▸ JOB A
Copy the part of the passage on military coups starting at "Also, many African" and ending at "into virtual monarchies.".

** START PAGE TEXT **

While the poor, the ignorant and the frustratated populace may sing and dance in the streets in celebration of military take-overs, their relief is most shortlived, as history has proven that military coups only make matters worse, not better.

Coups tend to migrate the country, the people, the economy and governance from frying pan to fire.

Still, in the search for solution, it is pertinent to listen to the complaints of the coup plotters, however insincere they might be.

They often explain their intervention to poor governance, mismanagement of resources, insecurity, poverty among the populace, corruption and manipulation of constitutional and electoral processes by democratic rulers to perpetuate themselves in power, among other things.

Very clearly, the resources and potential of many African countries do not justify the high poverty levels abiding therein.

Also, many African democracies are democracies only in name, as they resist and subvert the machineries for mitigating checks and balances to autocratic governance.

In parts of Africa, rulers quickly turn to despots and hold onto power by hook or crook for shamefully long periods.

Many do not stop there. They go on to hand over power to their offspring, thus transforming democratic systems into virtual monarchies.

Very clearly, this cannot sustain and it becomes only a matter of time before there is a blowout.

African leaders need to respect the rule of law, be principled and decisive and create strong institutioons, not strong men.

They need to manage the economy in the best interest of the people, such that basic infrastructure are put in place that make for wealth and wellbeing and enable the masses to aspire and achieve their best selves.

** END PAGE TEXT **
** START EXERCISE INPUT **

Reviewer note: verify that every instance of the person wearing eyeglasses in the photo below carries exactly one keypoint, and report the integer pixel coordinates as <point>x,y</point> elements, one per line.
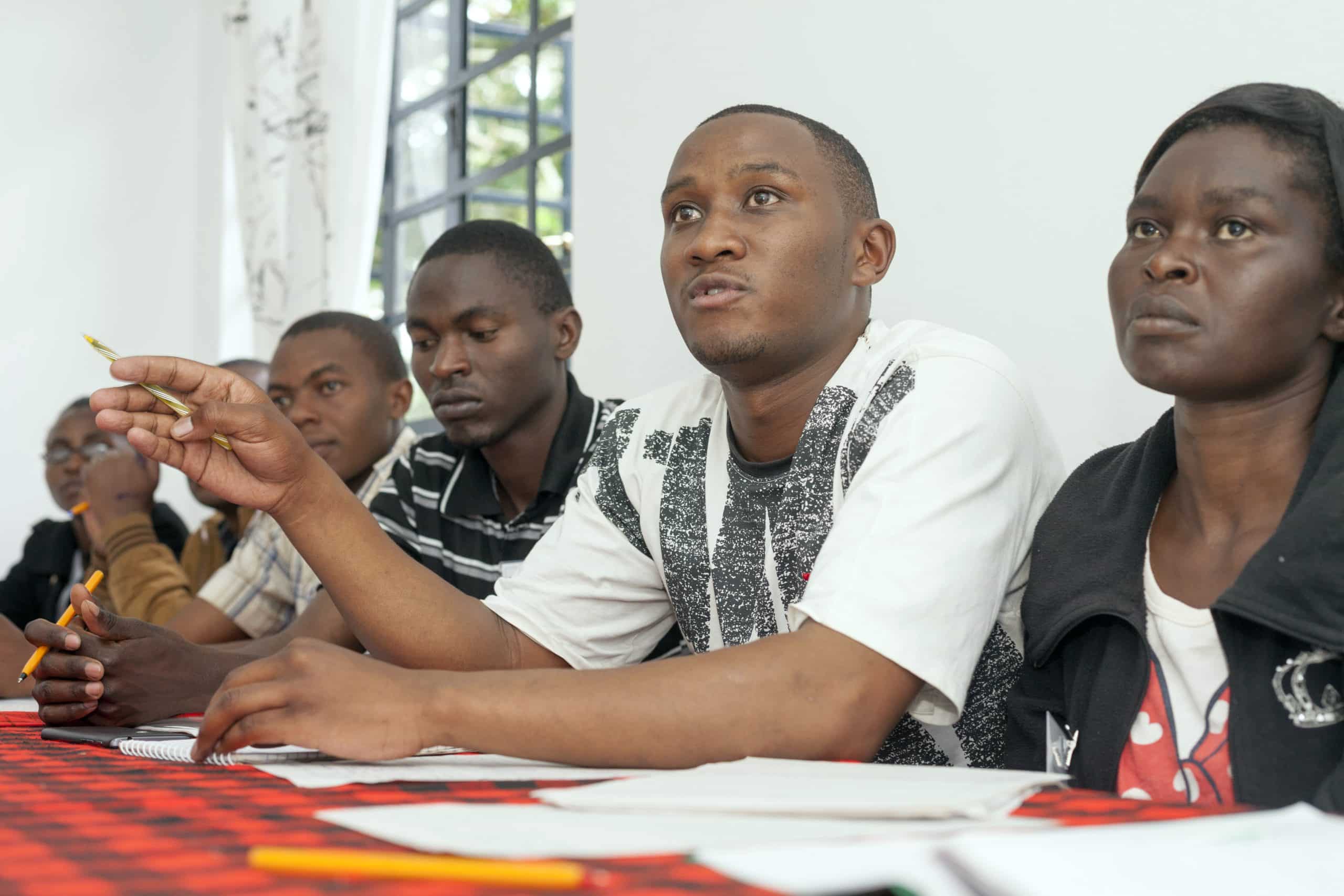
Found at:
<point>59,553</point>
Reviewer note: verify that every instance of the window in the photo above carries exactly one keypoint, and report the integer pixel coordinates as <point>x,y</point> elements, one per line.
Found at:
<point>480,127</point>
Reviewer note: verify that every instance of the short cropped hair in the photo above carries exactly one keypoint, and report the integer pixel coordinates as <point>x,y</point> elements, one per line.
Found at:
<point>1303,121</point>
<point>78,405</point>
<point>519,253</point>
<point>373,336</point>
<point>847,166</point>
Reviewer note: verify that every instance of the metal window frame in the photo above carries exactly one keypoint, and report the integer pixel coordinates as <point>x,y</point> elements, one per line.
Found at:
<point>460,186</point>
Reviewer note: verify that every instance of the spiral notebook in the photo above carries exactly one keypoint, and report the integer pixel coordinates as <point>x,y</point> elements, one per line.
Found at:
<point>181,751</point>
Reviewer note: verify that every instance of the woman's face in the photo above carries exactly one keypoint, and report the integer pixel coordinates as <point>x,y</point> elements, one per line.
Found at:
<point>1222,291</point>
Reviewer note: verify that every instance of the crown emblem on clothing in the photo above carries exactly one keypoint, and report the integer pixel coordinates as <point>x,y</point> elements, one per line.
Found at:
<point>1303,711</point>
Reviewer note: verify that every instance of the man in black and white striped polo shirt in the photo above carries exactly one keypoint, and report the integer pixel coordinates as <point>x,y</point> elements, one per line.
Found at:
<point>492,325</point>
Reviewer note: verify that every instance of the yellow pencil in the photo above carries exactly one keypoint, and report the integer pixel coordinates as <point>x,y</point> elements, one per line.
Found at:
<point>65,620</point>
<point>158,392</point>
<point>365,863</point>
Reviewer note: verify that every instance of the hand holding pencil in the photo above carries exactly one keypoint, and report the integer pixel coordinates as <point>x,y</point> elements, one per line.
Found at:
<point>269,458</point>
<point>65,621</point>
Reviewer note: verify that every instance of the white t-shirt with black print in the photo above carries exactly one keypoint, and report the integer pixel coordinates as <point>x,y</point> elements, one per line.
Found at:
<point>904,522</point>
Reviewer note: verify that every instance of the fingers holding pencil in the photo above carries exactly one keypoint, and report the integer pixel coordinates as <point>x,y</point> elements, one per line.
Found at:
<point>65,621</point>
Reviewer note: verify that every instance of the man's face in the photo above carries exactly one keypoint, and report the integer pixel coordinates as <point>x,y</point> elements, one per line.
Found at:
<point>480,350</point>
<point>73,431</point>
<point>328,387</point>
<point>757,248</point>
<point>1222,289</point>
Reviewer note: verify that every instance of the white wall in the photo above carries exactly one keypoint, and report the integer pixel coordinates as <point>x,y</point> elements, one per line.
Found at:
<point>1003,138</point>
<point>109,168</point>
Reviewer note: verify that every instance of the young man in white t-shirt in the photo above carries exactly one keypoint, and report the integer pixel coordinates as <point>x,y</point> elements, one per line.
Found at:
<point>846,507</point>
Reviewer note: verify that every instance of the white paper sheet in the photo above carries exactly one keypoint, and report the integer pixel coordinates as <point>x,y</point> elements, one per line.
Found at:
<point>817,789</point>
<point>460,767</point>
<point>847,867</point>
<point>1289,851</point>
<point>22,704</point>
<point>542,832</point>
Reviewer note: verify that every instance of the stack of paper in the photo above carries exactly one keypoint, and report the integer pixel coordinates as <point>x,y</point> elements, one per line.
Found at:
<point>461,767</point>
<point>542,832</point>
<point>1289,851</point>
<point>814,789</point>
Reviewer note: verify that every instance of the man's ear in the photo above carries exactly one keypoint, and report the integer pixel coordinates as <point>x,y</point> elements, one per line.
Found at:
<point>875,248</point>
<point>400,398</point>
<point>566,327</point>
<point>1334,327</point>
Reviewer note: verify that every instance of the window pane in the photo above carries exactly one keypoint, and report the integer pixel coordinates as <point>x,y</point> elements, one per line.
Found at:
<point>423,53</point>
<point>553,178</point>
<point>553,205</point>
<point>553,11</point>
<point>502,199</point>
<point>496,120</point>
<point>413,238</point>
<point>553,85</point>
<point>421,155</point>
<point>494,25</point>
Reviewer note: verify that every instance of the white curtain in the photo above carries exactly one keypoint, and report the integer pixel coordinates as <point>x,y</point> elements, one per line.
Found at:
<point>307,92</point>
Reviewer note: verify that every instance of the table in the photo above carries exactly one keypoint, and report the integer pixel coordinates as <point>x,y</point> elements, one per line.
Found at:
<point>92,821</point>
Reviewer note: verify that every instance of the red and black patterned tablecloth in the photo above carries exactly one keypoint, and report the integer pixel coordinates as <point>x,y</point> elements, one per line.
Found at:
<point>92,821</point>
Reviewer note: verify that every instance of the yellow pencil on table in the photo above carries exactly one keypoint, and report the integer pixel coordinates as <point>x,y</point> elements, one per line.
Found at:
<point>387,866</point>
<point>158,392</point>
<point>65,620</point>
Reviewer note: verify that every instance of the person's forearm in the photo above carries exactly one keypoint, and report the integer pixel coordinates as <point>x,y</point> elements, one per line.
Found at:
<point>400,610</point>
<point>808,695</point>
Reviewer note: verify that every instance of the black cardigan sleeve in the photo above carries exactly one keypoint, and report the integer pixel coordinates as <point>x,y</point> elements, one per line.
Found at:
<point>1038,691</point>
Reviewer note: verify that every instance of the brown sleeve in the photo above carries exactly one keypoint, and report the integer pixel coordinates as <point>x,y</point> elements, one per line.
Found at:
<point>144,579</point>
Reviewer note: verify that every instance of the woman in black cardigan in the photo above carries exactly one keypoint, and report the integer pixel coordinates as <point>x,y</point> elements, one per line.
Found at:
<point>1184,618</point>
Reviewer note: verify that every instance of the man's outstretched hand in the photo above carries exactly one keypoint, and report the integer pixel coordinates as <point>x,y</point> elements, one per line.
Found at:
<point>270,462</point>
<point>322,696</point>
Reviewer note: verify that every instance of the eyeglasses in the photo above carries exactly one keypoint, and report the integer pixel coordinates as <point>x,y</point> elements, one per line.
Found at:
<point>62,453</point>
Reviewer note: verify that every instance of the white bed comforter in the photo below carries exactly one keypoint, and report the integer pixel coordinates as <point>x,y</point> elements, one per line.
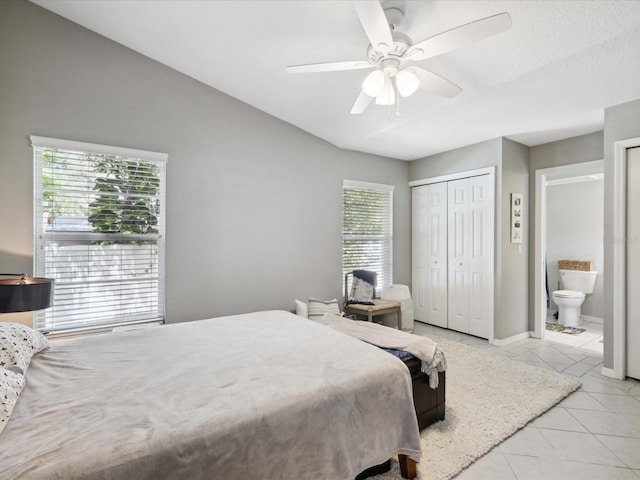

** END EXERCISE INPUT **

▸ JOB B
In the rows, switch "white wall" to "painted wall" in the lines starting at the one containing "Reviewer note: verify that every instance of the white wall" and ending at the one containing "<point>109,168</point>". Output only those lines, otherwise unchanged.

▸ RESPONSE A
Also, many African democracies are democracies only in name, as they resist and subvert the machineries for mitigating checks and balances to autocratic governance.

In parts of Africa, rulers quickly turn to despots and hold onto power by hook or crook for shamefully long periods.

Many do not stop there. They go on to hand over power to their offspring, thus transforming democratic systems into virtual monarchies.

▸ RESPONSE B
Reviewer note: verify that every instance of the painted wall in the photo above carries exactly one keypoint, and report the integer pixel coordinates as <point>x,y</point> elements, one per line.
Found at:
<point>1003,138</point>
<point>109,168</point>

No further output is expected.